§ ABOUT THIS EXERCISE: Exactly as given, restate each record that follows.

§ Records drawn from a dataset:
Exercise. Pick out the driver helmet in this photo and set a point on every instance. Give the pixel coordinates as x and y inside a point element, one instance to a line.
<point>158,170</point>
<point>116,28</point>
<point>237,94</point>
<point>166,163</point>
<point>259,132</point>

§ ANSWER SECTION:
Exercise. Pick out the driver helmet in this photo and set a point on every instance. Give the pixel coordinates as x and y inside a point element, one instance to a line.
<point>158,170</point>
<point>116,28</point>
<point>237,94</point>
<point>166,163</point>
<point>259,132</point>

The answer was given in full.